Page text:
Spoiler alert! if there is anyone who wants to save the answer to the question, what does the capital asset pricing model do? to the end of this article, then close your eyes or cover up the next paragraph or just quickly scroll down. Here it is:
The Capital Asset Pricing Model is a model used to determine the theoretical price and expected return of a stock taking into account the additional risk that the stock has above the risk of the rest of the market.
There are assumptions behind the statement above and looking into those assumptions gives a good understanding of what the Capital Asset Pricing Model, CAPM for short really does.
We should note that after the CAPM was introduced in 1961 it has drawn a lot of criticism and there have been refinements to the model. Nevertheless, and notwithstanding Nobel Prizes in Economics for some of those involved and in spite of the criticisms, the CAPM remains popular because of its ease of use and wide applicability.
Systematic risk, market risk, non-diversifiable risk, and idiosyncratic risk
That all sounds very complicated, but actually systematic risk, market risk and non-diversifiable risk are all the same thing or rather refer to the same component of the risk of a stock.
Let’s remember that risk is just a measure of the variability of the actual return we will receive from an investment with respect to the expected return from that investment. A high-risk investment has a high variability of return and a low-risk investment has a low variability of return.
The other risk component of a stock is the idiosyncratic risk of the stock. Unsurprisingly, the idiosyncratic risk is that part of risk specific to a stock that is not part of the market risk. Very simply this is what it would look like.
The systematic risk is risk that the whole market is subject to. So this would include risks of all the vagaries and things that go either right or wrong in the economy or with the weather or international trade for example. It is also non-diversifiable because it is part of the risk that you can’t get rid of by diversifying into other investments.
One of the variables that figure into the CAPM calculation is Beta. The Beta of a stock is the measure of how the stock price moves in relation to market price movements. This is easiest to see with a few examples.
- If the market rises or falls 1% and the stock price rises or falls 1% i.e. the stock price moves in step with the market then Beta of the stock is 1
- If the market rises or falls 1% and the stock price rises or falls 0.5% i.e. the stock price moves in the same direction as the market but by half as much, then the Beta of the stock is 0.5
- If the market rises or falls 1% and the stock price falls or rises 0.5% i.e. the stock price moves in the opposite direction as the market and by half as much, then the Beta of the stock is minus 0.5
- if the stock price movements have no correlation with market price movements, then the Beta of the stock is zero.
Many investors who have used Beta will know that it only works for small percentage movements in both market and stock prices. Once a price movement goes beyond a few percentage points, Beta no longer works, or rather even though a correlation of price movements may still be present it would not be expressed by a single static number.
Other variables and assumptions used by CAPM
The rate of return of a theoretical risk-free asset. The closest that comes to the return of a risk-free asset would be the return on a bond that pays back the principal and interest with absolute certainty even if the world went to hell in a handbasket. For practical purposes, a 10-year Treasury bond comes closest and can be used as a substitute.

Stated goal 1: Copy the rows in Block 1 word for word, but omit the picture.
The CAPM text above has no connection to the rows that come next.

Recorded data:
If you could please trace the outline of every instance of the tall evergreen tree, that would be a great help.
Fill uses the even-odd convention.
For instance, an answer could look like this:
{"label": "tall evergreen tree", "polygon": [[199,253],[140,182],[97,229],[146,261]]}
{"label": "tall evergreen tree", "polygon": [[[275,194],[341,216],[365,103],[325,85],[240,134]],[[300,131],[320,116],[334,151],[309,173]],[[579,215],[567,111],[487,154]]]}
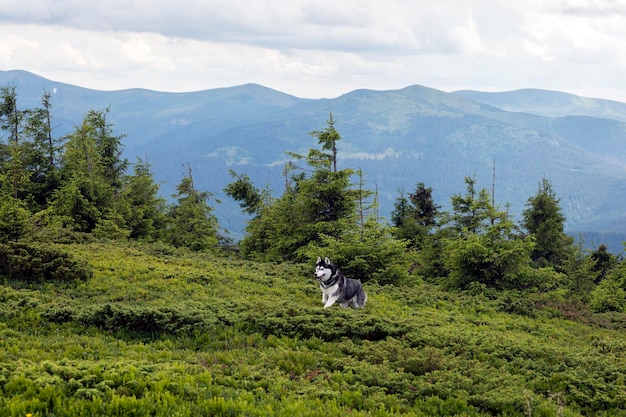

Stated goal 2: Pick up the Capital Asset Pricing Model text right after its last sentence and continue it.

Reply 1:
If you could please trace the outline of every instance of the tall evergreen tree, that would be a great help.
Fill uses the even-odd convention.
For instance, an answer could look like this:
{"label": "tall evergreen tree", "polygon": [[199,253],[140,182],[97,229],[146,261]]}
{"label": "tall evergreen tree", "polygon": [[[275,194],[341,216],[365,103],[325,85],[240,134]],[[300,131],[320,116],[334,151],[309,173]],[[579,215],[567,111],[487,154]]]}

Reply 2:
The expected return of the market. For practical purposes, this is best represented by the average long-term return of the Standard and Poor’s 500 index.
Normal distribution of returns. The CAPM assumes that the rates of return of both the market and the stock statistically follow a normal distribution, with a mean value and an even deviation either side of that mean.
Zero transaction costs. The CAPM also assumes that diversification can be achieved with zero transaction costs to completely eliminate the idiosyncratic risk of the stock in question.
The outcome of the assumptions
The assumptions upon which the CAPM is built essentially mean that the appropriate theoretical price of a stock is determined by its Beta. So once we know the Beta of a stock, the expected market return, the expected return of a risk-free asset we would be in a position to determine the theoretical expected return of the stock and hence its theoretical price.
The Security Market Line
The CAPM assumes a linear relationship between its variables and is expressed as the Security Market Line as shown here.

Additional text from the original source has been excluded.